- **Aangeleverd fragment**:
——

Bij D66 is de EU-lijsttrekkersverkiezing slechts een keuze tussen gezichten

12-08-2018 15:08

De planning is nogal wonderlijk. Deze maand vindt de campagne plaats voor de verkiezing van de D66-lijsttrekker voor het Europees Parlement. Nederland is massaal op vakantie, maar D66 gebruikt juist deze periode om te bepalen wie de kandidatenlijst van mei volgend jaar mag gaan trekken. Met deze planning zou je bijna denken dat D66 hoopt dat deze strijd zo min mogelijk publiciteit krijgt. Dat is eigenlijk ook wel logisch. Het gaat immers over het Europees Parlement.

In 2014 was er ook al zo’n strijd. Toen nam delegatieleider Sophie in ’t Veld – toen tien jaar in het Europees Parlement – het op tegen haar collega Marietje Schaake. Zij zat toen vijf jaar in Brussel. Schaake haalde als verliezer een nette veertig procent van de stemmen. In de landelijke politiek zou de verliezer worden afgevoerd en in de vergetelheid wegkwijnen, maar voor het Europees Parlement is zo weinig media-aandacht dat de verliezende kandidaat als gewone Europarlementariër kan terugkeren. Zo geschiedde.

——

- **Vastgelegde gegevens**:
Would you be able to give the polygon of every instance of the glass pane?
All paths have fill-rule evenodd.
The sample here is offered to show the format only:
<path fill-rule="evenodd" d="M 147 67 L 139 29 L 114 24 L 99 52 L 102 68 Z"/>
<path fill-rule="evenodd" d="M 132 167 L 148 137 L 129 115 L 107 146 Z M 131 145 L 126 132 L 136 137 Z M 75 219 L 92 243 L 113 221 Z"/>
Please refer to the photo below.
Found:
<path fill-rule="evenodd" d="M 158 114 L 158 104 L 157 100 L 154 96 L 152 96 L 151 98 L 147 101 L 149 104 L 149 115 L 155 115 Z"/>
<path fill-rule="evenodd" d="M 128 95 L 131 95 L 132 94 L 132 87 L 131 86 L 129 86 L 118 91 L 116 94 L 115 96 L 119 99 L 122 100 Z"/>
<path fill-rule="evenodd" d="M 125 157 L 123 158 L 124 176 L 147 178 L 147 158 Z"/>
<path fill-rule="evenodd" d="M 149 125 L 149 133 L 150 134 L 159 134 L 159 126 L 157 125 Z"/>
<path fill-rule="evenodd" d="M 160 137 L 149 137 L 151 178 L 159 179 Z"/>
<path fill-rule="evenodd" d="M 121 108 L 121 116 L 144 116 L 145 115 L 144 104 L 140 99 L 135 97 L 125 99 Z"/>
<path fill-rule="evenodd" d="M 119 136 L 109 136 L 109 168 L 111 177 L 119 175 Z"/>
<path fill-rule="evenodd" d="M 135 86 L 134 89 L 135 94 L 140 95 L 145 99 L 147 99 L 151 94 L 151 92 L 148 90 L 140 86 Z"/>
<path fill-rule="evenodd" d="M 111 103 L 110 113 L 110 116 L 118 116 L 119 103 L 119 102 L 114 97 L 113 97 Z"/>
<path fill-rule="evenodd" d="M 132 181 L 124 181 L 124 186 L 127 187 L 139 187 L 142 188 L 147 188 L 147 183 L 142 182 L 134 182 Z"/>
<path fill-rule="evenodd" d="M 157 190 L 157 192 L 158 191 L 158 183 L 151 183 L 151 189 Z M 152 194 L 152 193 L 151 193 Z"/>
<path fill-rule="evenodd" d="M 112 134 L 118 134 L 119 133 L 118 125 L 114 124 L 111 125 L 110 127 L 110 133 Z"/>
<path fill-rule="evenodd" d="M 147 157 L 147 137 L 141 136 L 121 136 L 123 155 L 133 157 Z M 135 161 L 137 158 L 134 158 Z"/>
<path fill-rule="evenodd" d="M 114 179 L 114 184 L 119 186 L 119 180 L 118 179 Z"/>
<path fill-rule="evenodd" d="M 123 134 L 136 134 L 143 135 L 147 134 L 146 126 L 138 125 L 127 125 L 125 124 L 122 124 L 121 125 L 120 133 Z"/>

——

- **Opdracht**: Schrijf uit het stuk over de D66-lijsttrekkersverkiezing woordelijk alles over, vanaf "De planning is" tot en met "over het Europees Parlement.".

- **Juiste antwoord**:
De planning is nogal wonderlijk. Deze maand vindt de campagne plaats voor de verkiezing van de D66-lijsttrekker voor het Europees Parlement. Nederland is massaal op vakantie, maar D66 gebruikt juist deze periode om te bepalen wie de kandidatenlijst van mei volgend jaar mag gaan trekken. Met deze planning zou je bijna denken dat D66 hoopt dat deze strijd zo min mogelijk publiciteit krijgt. Dat is eigenlijk ook wel logisch. Het gaat immers over het Europees Parlement.